◆ Given instruction
Locate each line in the material below that contains the string "tree", and copy those lines.

Location annotation dataset excerpts:
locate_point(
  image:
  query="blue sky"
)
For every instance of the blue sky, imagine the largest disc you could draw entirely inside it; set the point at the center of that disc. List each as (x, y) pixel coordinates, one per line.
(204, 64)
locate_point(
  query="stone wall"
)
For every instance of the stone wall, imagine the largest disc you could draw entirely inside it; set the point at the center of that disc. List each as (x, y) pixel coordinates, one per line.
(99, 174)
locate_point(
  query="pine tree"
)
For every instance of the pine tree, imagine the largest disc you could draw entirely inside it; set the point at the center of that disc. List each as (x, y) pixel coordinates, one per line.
---
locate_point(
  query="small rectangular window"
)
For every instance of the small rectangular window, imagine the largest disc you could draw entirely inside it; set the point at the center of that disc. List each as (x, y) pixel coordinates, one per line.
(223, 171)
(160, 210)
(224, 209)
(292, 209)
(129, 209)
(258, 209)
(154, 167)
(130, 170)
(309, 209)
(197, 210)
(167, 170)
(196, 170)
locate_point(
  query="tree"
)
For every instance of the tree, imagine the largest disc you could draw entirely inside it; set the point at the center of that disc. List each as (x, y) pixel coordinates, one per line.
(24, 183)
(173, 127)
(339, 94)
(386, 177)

◆ Task response
  query="pine tree"
For every instance of the pine tree, imagine the largest disc you could draw entirely inside it; set the point at the center of that disc. List each as (x, y) pixel coordinates, one per line.
  query="tree"
For every instance of the tree, imagine the largest disc you could draw entirely inside it; set the point at the center of that disc. List each as (x, y) pixel coordinates, one per line.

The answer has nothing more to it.